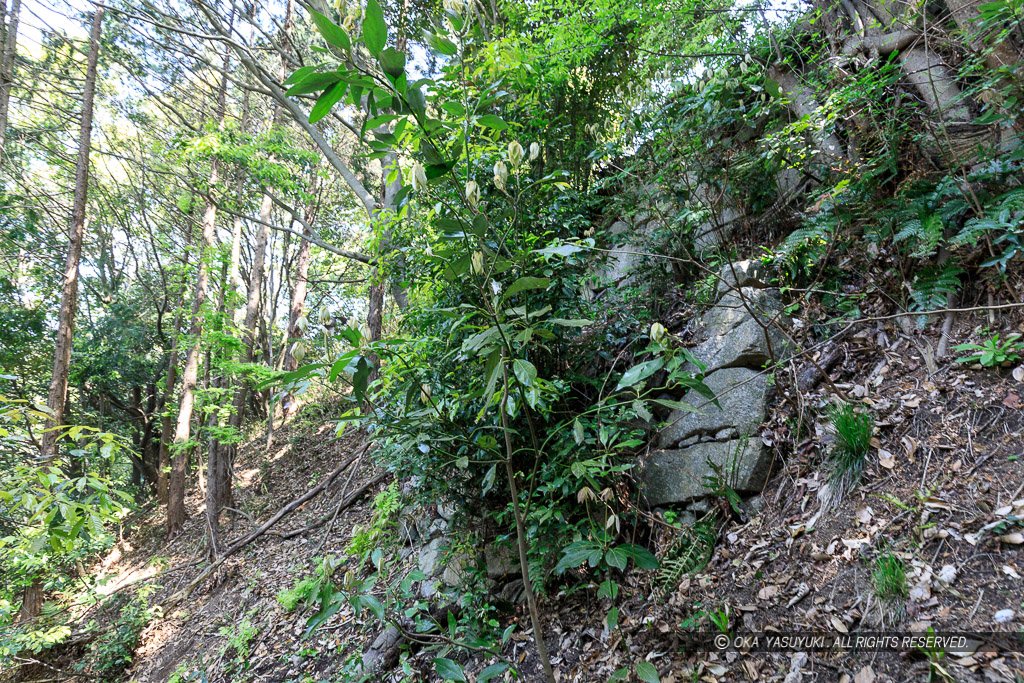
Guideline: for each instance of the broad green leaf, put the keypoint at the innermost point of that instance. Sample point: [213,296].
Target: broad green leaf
[524,372]
[576,554]
[569,323]
[313,83]
[441,44]
[491,672]
[488,479]
[446,669]
[392,61]
[642,557]
[332,33]
[616,557]
[647,673]
[299,74]
[492,121]
[637,374]
[374,29]
[327,100]
[524,284]
[641,410]
[677,406]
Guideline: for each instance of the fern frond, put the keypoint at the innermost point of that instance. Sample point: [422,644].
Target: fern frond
[689,553]
[933,285]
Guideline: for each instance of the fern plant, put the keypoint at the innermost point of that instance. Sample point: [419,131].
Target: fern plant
[925,232]
[932,287]
[687,554]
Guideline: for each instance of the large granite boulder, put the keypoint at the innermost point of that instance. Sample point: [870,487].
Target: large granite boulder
[741,273]
[734,338]
[678,476]
[740,393]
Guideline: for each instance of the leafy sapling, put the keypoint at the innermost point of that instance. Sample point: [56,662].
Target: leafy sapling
[992,352]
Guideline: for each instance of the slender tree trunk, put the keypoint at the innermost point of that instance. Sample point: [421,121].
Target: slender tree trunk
[32,601]
[7,72]
[218,475]
[189,376]
[298,303]
[167,420]
[256,274]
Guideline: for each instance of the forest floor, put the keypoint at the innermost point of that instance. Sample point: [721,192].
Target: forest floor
[942,492]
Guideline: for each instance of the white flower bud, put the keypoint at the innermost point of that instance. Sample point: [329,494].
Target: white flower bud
[501,175]
[419,177]
[515,154]
[472,194]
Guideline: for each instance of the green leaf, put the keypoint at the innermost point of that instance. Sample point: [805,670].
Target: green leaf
[616,557]
[446,669]
[327,100]
[417,101]
[392,61]
[332,33]
[441,44]
[570,323]
[677,406]
[488,480]
[612,619]
[313,83]
[637,374]
[641,410]
[524,284]
[492,121]
[647,673]
[576,554]
[374,29]
[299,74]
[642,557]
[491,672]
[524,372]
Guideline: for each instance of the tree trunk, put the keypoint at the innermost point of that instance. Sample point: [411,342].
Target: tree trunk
[298,303]
[7,72]
[32,601]
[167,420]
[189,377]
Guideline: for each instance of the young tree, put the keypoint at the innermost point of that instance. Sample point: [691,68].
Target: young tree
[33,600]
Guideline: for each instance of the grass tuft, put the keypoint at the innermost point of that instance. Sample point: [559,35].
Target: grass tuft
[889,578]
[854,432]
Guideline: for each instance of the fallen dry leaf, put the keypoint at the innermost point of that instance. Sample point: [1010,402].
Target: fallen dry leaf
[865,675]
[886,459]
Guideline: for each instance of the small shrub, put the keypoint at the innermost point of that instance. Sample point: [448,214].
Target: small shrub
[112,653]
[304,589]
[853,430]
[889,578]
[992,352]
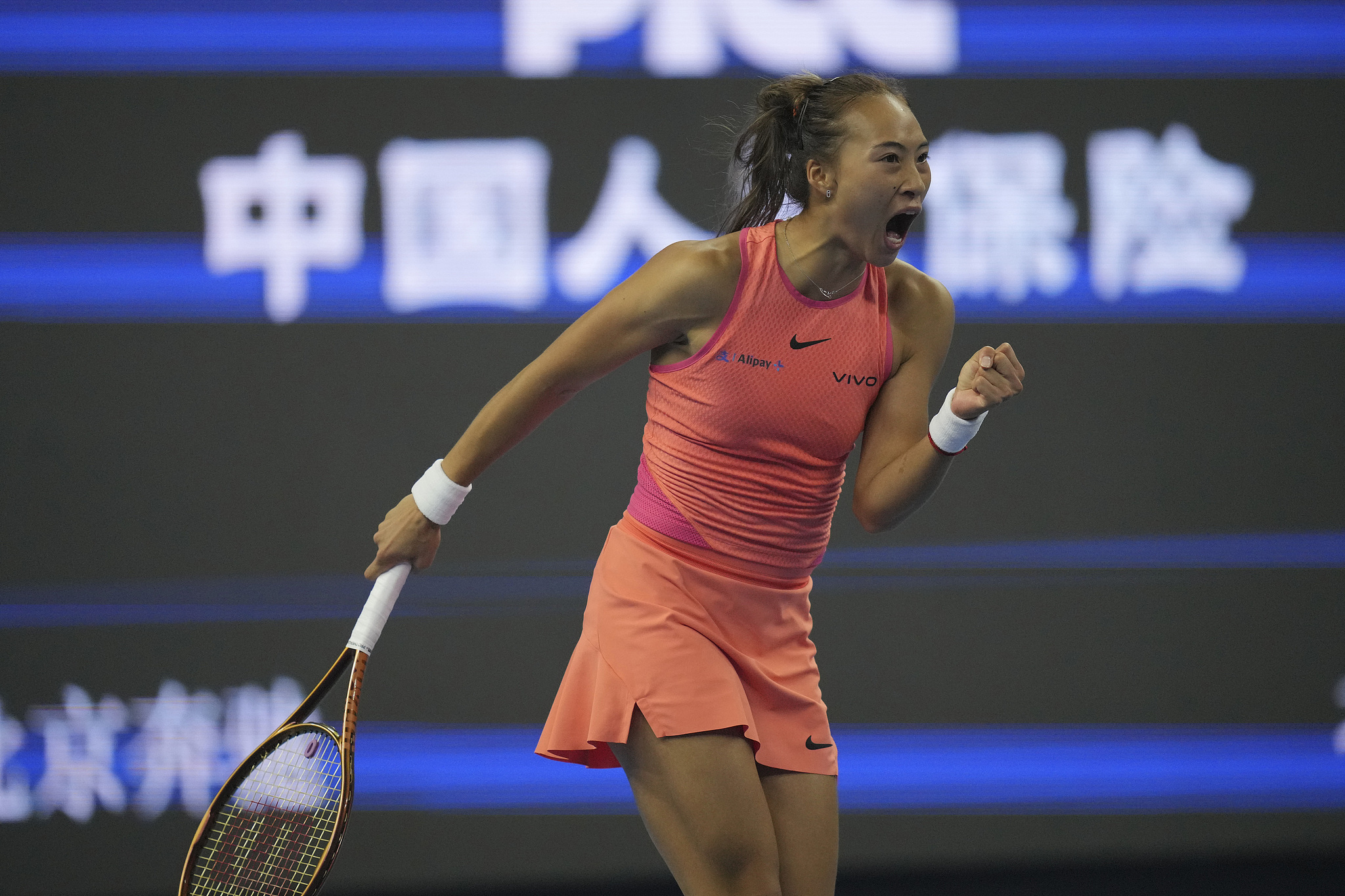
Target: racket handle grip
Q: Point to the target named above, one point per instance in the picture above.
(380, 605)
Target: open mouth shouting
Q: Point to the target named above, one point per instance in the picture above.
(898, 227)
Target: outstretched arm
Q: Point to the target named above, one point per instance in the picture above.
(899, 467)
(667, 297)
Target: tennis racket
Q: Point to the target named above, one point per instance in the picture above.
(275, 826)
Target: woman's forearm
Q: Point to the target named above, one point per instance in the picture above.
(898, 490)
(510, 416)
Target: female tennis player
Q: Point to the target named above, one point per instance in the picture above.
(772, 349)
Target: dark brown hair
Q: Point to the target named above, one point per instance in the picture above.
(798, 119)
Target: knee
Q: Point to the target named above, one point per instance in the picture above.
(744, 867)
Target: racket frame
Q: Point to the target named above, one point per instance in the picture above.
(349, 658)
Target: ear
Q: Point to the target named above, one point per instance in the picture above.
(820, 178)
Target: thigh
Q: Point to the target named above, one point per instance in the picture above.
(803, 812)
(705, 809)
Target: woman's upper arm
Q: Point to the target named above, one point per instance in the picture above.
(670, 293)
(900, 417)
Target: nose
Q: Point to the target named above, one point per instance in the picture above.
(912, 184)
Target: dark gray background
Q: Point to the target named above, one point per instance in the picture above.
(121, 154)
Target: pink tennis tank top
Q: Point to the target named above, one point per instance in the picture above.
(747, 440)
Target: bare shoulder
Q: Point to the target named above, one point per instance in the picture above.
(916, 300)
(698, 274)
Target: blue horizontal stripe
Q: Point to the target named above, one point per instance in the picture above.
(898, 769)
(1287, 550)
(530, 587)
(996, 39)
(1152, 38)
(1072, 769)
(163, 277)
(468, 41)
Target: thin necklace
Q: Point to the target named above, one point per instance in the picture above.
(795, 259)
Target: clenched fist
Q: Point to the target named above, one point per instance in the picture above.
(992, 377)
(404, 535)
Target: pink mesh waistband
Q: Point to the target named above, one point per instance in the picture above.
(653, 508)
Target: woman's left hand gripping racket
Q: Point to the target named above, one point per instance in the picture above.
(275, 826)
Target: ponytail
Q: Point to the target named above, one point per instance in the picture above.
(797, 120)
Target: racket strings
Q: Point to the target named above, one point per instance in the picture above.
(271, 834)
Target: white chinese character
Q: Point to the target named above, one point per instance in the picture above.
(686, 38)
(630, 215)
(284, 213)
(15, 798)
(1161, 214)
(464, 222)
(252, 714)
(1000, 223)
(81, 742)
(178, 750)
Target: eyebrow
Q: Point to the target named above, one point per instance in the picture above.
(893, 142)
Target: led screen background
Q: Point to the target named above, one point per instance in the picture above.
(1139, 561)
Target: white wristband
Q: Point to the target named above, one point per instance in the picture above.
(439, 496)
(950, 433)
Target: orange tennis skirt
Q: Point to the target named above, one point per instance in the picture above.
(697, 647)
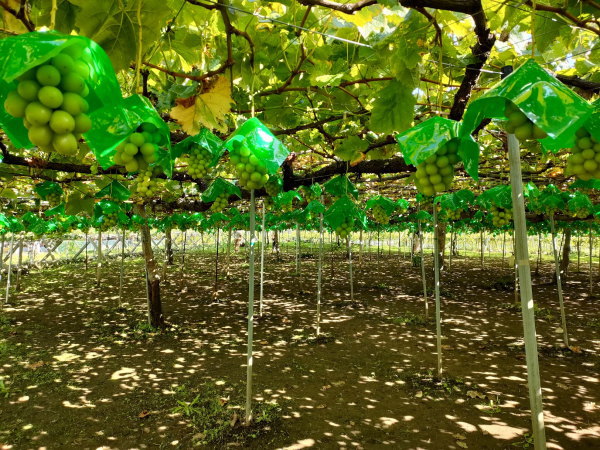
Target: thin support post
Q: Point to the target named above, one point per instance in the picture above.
(99, 259)
(438, 315)
(249, 355)
(263, 243)
(563, 318)
(527, 305)
(320, 271)
(12, 243)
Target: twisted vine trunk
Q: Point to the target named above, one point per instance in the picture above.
(155, 313)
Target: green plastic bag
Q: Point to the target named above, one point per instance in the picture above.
(547, 102)
(261, 142)
(425, 139)
(388, 205)
(114, 190)
(339, 186)
(114, 123)
(218, 187)
(204, 141)
(48, 188)
(344, 210)
(26, 51)
(500, 196)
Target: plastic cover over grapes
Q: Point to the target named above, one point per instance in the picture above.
(206, 140)
(261, 142)
(547, 102)
(26, 51)
(113, 124)
(425, 139)
(218, 187)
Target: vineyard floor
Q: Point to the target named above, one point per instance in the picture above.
(80, 373)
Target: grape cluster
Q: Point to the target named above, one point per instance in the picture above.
(380, 215)
(146, 185)
(198, 163)
(250, 171)
(139, 150)
(51, 100)
(453, 214)
(273, 187)
(344, 229)
(581, 213)
(109, 220)
(520, 125)
(501, 216)
(584, 161)
(53, 198)
(220, 202)
(436, 173)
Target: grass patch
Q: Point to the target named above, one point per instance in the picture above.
(216, 417)
(411, 319)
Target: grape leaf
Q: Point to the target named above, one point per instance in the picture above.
(393, 109)
(114, 25)
(205, 110)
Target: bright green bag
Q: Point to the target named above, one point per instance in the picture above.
(26, 51)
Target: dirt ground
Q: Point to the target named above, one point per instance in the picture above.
(79, 373)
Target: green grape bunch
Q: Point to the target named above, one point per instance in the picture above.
(146, 185)
(220, 202)
(584, 160)
(436, 173)
(109, 220)
(51, 100)
(379, 215)
(54, 198)
(273, 187)
(501, 216)
(250, 171)
(453, 214)
(139, 150)
(580, 213)
(344, 229)
(520, 125)
(198, 162)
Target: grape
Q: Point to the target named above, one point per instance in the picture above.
(501, 216)
(250, 171)
(53, 198)
(50, 100)
(343, 230)
(436, 173)
(15, 105)
(380, 215)
(146, 185)
(109, 220)
(453, 214)
(584, 161)
(520, 125)
(220, 202)
(135, 152)
(198, 162)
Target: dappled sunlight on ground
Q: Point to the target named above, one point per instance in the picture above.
(81, 372)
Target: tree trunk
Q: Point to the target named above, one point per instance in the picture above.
(566, 256)
(155, 313)
(169, 246)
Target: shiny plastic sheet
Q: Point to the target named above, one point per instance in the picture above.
(547, 102)
(218, 187)
(26, 51)
(261, 142)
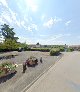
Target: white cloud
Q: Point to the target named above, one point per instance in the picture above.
(32, 5)
(32, 27)
(68, 22)
(4, 3)
(51, 22)
(53, 39)
(25, 39)
(43, 17)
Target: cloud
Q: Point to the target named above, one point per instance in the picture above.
(32, 27)
(32, 5)
(25, 39)
(51, 22)
(68, 22)
(43, 17)
(4, 3)
(53, 39)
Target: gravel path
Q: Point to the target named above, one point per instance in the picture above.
(18, 82)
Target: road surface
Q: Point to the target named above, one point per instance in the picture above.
(64, 76)
(19, 82)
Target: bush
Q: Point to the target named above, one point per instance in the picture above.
(40, 49)
(54, 51)
(70, 49)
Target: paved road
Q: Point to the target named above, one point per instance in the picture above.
(19, 82)
(64, 76)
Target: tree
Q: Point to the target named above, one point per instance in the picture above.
(8, 33)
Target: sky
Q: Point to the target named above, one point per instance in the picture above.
(49, 22)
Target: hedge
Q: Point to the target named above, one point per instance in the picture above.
(40, 49)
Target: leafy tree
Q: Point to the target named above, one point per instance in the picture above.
(8, 33)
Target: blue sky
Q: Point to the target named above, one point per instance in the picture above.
(43, 21)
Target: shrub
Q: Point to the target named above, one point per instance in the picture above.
(40, 49)
(70, 49)
(54, 51)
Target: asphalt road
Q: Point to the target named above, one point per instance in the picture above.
(64, 76)
(19, 81)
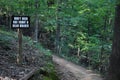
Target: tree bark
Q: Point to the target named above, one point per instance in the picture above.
(114, 67)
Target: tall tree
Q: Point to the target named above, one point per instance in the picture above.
(114, 68)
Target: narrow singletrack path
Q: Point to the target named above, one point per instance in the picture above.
(69, 71)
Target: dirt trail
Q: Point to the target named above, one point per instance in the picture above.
(70, 71)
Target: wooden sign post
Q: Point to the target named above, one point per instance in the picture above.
(20, 22)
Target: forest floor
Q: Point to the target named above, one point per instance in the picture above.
(69, 71)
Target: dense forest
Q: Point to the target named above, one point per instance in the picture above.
(80, 31)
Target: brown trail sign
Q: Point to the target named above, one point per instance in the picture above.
(20, 22)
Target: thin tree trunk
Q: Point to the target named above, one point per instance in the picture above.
(58, 27)
(114, 67)
(36, 21)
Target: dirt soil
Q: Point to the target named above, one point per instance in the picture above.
(69, 71)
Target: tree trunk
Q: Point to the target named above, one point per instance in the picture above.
(58, 27)
(36, 21)
(114, 67)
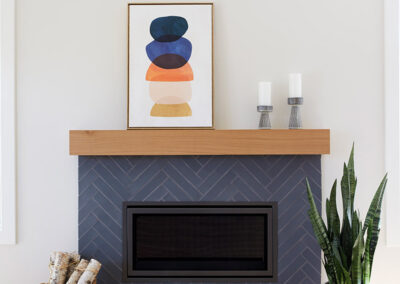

··········

Aim: Repeat the items starting at the line that contains "Target: clenched fist" and ending at the line that contains "(1139, 561)", switching "racket" to "paddle" and leaving everything else unchanged.

Full answer:
Target: clenched fist
Q: Point to the target named above, one point per instance in the picture above.
(992, 377)
(404, 535)
Target: pink mesh waistband
Q: Point to the target named above, one point per instance in the picture above.
(653, 508)
Target: woman's left hand gripping paddle
Q: Point to the target named above, one point per instance in the picture above.
(275, 826)
Target: ponytail
Q: Point to the target named above, one point per instance in the picture above.
(797, 120)
Target: paddle strings
Q: Point to the target named above, one point per instance in the picture above.
(271, 834)
Target: white chinese character
Q: Point to the target named above, one point per instance in the picture above.
(686, 38)
(630, 215)
(284, 213)
(15, 798)
(1161, 214)
(464, 222)
(252, 714)
(1000, 223)
(81, 742)
(178, 750)
Target: eyebrow
Q: Point to the target named above, one point per instance in the picture above.
(893, 142)
Target: led screen background
Q: Point to the target named above, one point per instance in the picture above.
(1139, 561)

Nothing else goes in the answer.